■ TASK REQUIREMENTS
Each line below must be reproduced exactly, though the pictures are to be dropped.
─── MATERIAL PROVIDED
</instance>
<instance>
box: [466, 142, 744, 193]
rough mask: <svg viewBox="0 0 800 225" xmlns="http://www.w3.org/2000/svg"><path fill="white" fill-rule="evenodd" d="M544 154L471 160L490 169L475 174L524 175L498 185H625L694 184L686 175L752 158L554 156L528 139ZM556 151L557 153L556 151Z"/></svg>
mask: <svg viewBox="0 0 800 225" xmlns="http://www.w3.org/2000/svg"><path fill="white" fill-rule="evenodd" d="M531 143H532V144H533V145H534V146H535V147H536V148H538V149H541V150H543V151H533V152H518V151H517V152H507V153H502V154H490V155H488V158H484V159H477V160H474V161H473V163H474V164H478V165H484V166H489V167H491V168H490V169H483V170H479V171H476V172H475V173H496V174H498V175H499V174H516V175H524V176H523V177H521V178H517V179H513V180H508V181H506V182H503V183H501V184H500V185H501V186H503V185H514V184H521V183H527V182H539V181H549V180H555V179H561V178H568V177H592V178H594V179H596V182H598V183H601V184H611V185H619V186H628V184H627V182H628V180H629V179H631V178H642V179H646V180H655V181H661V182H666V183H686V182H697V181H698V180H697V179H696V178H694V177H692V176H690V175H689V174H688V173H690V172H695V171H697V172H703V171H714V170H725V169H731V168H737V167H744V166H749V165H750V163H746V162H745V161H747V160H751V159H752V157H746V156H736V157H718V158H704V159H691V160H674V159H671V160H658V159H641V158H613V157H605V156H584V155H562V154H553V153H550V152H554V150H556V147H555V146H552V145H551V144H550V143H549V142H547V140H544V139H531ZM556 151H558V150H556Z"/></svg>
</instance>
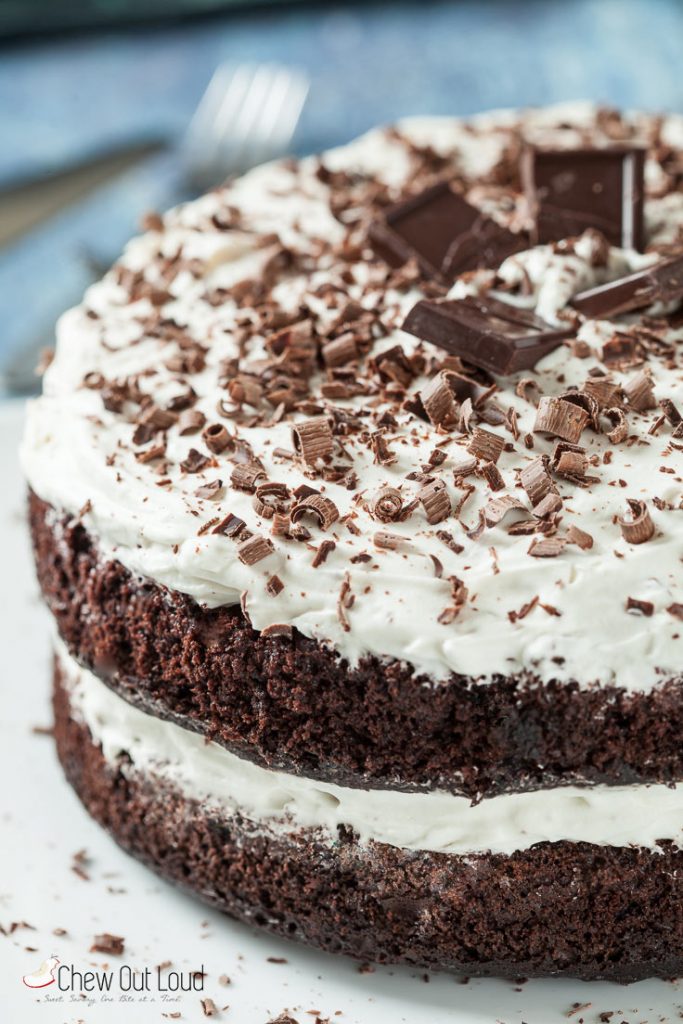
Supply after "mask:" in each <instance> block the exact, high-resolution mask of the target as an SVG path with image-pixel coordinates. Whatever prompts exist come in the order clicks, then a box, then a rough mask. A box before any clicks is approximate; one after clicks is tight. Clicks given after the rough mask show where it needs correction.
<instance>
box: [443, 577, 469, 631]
mask: <svg viewBox="0 0 683 1024" xmlns="http://www.w3.org/2000/svg"><path fill="white" fill-rule="evenodd" d="M449 582H450V584H451V600H452V602H453V603H452V604H450V605H449V606H447V607H446V608H444V609H443V611H442V612H441V613H440V615H439V616H438V622H439V623H440V624H441V626H450V625H451V623H453V622H455V621H456V618H457V617H458V615H459V614H460V612H461V611H462V610H463V608H464V607H465V605H466V603H467V598H468V590H467V587H466V586H465V584H464V583H463V581H462V580H459V579H458V577H450V578H449Z"/></svg>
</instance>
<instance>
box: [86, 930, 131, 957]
mask: <svg viewBox="0 0 683 1024" xmlns="http://www.w3.org/2000/svg"><path fill="white" fill-rule="evenodd" d="M123 951H124V939H123V937H122V936H121V935H111V934H110V932H102V934H101V935H95V937H94V939H93V942H92V945H91V946H90V952H91V953H106V955H108V956H121V955H122V954H123Z"/></svg>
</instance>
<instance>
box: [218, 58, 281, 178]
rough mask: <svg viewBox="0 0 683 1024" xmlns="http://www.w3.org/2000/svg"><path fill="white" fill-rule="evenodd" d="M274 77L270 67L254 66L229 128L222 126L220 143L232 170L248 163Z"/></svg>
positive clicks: (259, 128) (259, 126) (226, 163)
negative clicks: (224, 129)
mask: <svg viewBox="0 0 683 1024" xmlns="http://www.w3.org/2000/svg"><path fill="white" fill-rule="evenodd" d="M273 81H274V78H273V69H272V68H270V67H269V66H263V67H261V68H257V69H256V71H255V73H254V76H253V78H252V80H251V82H250V86H249V89H248V90H247V93H246V94H245V96H244V99H243V102H242V105H241V109H240V111H239V113H238V115H237V117H236V119H234V122H233V123H232V125H231V129H230V130H229V131H225V130H223V135H222V139H221V142H220V143H219V147H220V150H221V152H222V153H224V155H225V158H226V164H227V163H229V164H230V165H231V170H233V171H241V170H244V169H245V166H246V165H247V164H248V163H249V160H248V157H249V152H250V146H251V145H252V143H253V141H255V140H256V139H258V138H259V136H260V121H261V118H262V117H263V111H264V110H265V109H267V104H268V100H269V96H270V93H271V89H272V84H273Z"/></svg>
──────
■ COMPLETED EXERCISE
</instance>
<instance>
box: [466, 142, 744, 193]
rough mask: <svg viewBox="0 0 800 225" xmlns="http://www.w3.org/2000/svg"><path fill="white" fill-rule="evenodd" d="M544 154L471 160L490 169L475 174L524 175L498 185H625L694 184L686 175L752 158L554 156L528 139ZM556 151L557 153L556 151Z"/></svg>
mask: <svg viewBox="0 0 800 225" xmlns="http://www.w3.org/2000/svg"><path fill="white" fill-rule="evenodd" d="M531 143H532V144H533V145H534V146H535V147H536V148H538V149H541V150H543V151H533V152H518V151H517V152H507V153H502V154H490V155H488V158H484V159H477V160H474V161H473V163H474V164H478V165H484V166H489V167H491V168H490V169H483V170H479V171H476V172H475V173H496V174H498V175H499V174H516V175H524V176H523V177H521V178H517V179H513V180H508V181H506V182H503V183H501V184H500V185H501V186H503V185H514V184H521V183H527V182H539V181H549V180H555V179H561V178H568V177H592V178H594V179H596V182H598V183H601V184H611V185H619V186H628V184H627V182H628V180H629V179H631V178H642V179H646V180H655V181H661V182H666V183H686V182H697V181H698V180H697V179H696V178H694V177H692V176H690V175H689V174H688V173H690V172H695V171H697V172H703V171H714V170H725V169H731V168H737V167H744V166H749V165H750V163H746V162H745V161H747V160H751V159H752V157H746V156H736V157H718V158H704V159H691V160H674V159H671V160H658V159H641V158H613V157H605V156H584V155H562V154H553V153H550V152H554V150H556V147H555V146H552V145H551V144H550V143H549V142H547V140H544V139H531ZM556 151H558V150H556Z"/></svg>
</instance>
Supply after "mask:" in each <instance> block the exact, high-resolution mask of the target as an SVG path with image-pixel coordinates. Whatever prompts exist come in the order clicks, then a box, then a rough mask. A box before any clicks is approximate; one after clicks is tight. Clicks given after the rough mask show where it needs correction.
<instance>
box: [443, 577, 469, 631]
mask: <svg viewBox="0 0 683 1024" xmlns="http://www.w3.org/2000/svg"><path fill="white" fill-rule="evenodd" d="M449 582H450V584H451V600H452V602H453V603H452V604H450V605H449V606H447V607H446V608H444V609H443V611H442V612H441V613H440V615H439V616H438V622H439V623H440V624H441V626H450V625H451V623H453V622H455V621H456V618H457V617H458V615H459V614H460V612H461V611H462V610H463V608H464V607H465V605H466V603H467V598H468V590H467V587H466V586H465V584H464V583H463V581H462V580H459V579H458V577H450V578H449Z"/></svg>
</instance>
<instance>
box: [86, 930, 131, 957]
mask: <svg viewBox="0 0 683 1024" xmlns="http://www.w3.org/2000/svg"><path fill="white" fill-rule="evenodd" d="M123 951H124V939H123V937H122V936H121V935H111V934H110V932H102V934H101V935H95V937H94V939H93V942H92V945H91V946H90V952H91V953H106V955H108V956H121V955H122V954H123Z"/></svg>
</instance>
<instance>
box: [218, 58, 281, 178]
rough mask: <svg viewBox="0 0 683 1024" xmlns="http://www.w3.org/2000/svg"><path fill="white" fill-rule="evenodd" d="M274 77L270 67L254 66L229 128L222 126L220 143L232 170L248 163Z"/></svg>
positive clicks: (259, 128) (259, 126) (226, 163)
negative clicks: (224, 129)
mask: <svg viewBox="0 0 683 1024" xmlns="http://www.w3.org/2000/svg"><path fill="white" fill-rule="evenodd" d="M273 81H274V78H273V69H272V68H270V67H269V66H263V67H261V68H257V69H256V71H255V73H254V76H253V78H252V80H251V82H250V86H249V89H248V90H247V93H246V94H245V96H244V99H243V102H242V105H241V109H240V111H239V113H238V115H237V117H236V119H234V122H233V123H232V125H231V129H230V130H229V131H225V130H223V135H222V139H221V142H220V143H219V147H220V150H221V152H222V153H224V155H225V158H226V164H227V163H229V164H230V165H231V170H233V171H241V170H244V169H245V166H246V165H247V164H248V163H249V160H248V157H249V152H250V146H251V145H252V143H253V141H255V140H256V139H258V138H259V136H260V121H261V118H262V117H263V111H264V110H265V109H267V104H268V100H269V96H270V93H271V89H272V84H273Z"/></svg>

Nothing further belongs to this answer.